Exercise goal: From the entries that follow, gather each line holding the word "handbag".

Information provided:
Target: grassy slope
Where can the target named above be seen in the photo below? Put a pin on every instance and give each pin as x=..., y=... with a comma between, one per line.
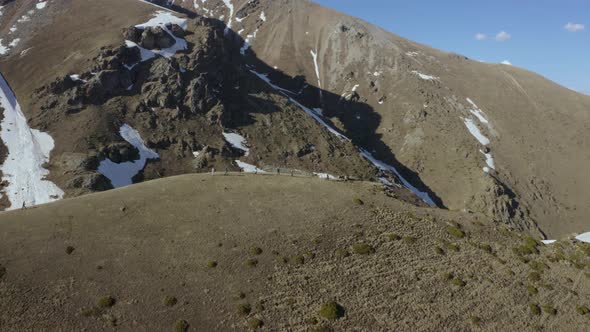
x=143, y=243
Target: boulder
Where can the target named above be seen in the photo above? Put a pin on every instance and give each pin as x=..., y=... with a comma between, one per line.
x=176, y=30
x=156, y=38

* * *

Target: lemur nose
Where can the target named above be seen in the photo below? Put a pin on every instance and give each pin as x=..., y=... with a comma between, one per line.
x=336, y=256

==

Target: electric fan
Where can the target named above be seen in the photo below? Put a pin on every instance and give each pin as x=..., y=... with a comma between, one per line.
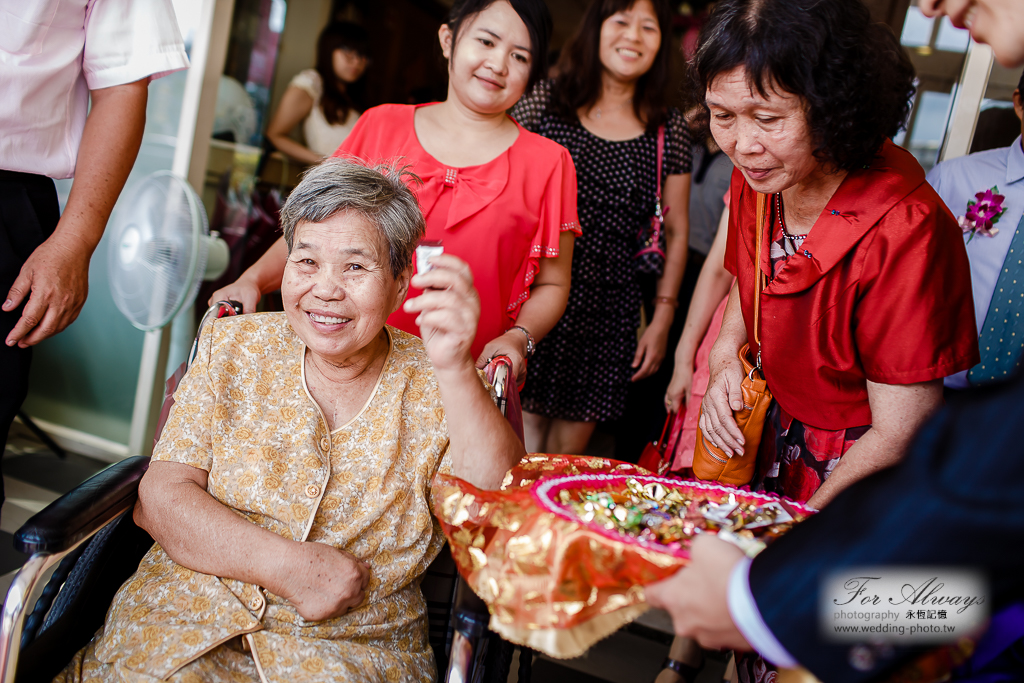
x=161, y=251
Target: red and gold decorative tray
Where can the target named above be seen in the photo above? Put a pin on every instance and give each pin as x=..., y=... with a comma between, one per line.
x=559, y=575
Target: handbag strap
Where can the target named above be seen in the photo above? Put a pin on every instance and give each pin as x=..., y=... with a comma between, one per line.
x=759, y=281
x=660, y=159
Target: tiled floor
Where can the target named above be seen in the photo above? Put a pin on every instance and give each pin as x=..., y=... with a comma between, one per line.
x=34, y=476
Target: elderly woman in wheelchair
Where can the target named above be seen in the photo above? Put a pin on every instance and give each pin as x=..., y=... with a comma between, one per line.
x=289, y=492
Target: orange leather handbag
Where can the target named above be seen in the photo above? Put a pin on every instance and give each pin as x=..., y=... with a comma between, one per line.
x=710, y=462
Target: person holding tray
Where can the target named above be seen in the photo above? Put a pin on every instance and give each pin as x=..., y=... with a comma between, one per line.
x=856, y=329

Answer to the exercise:
Target: handbag strap
Target: orange leather handbag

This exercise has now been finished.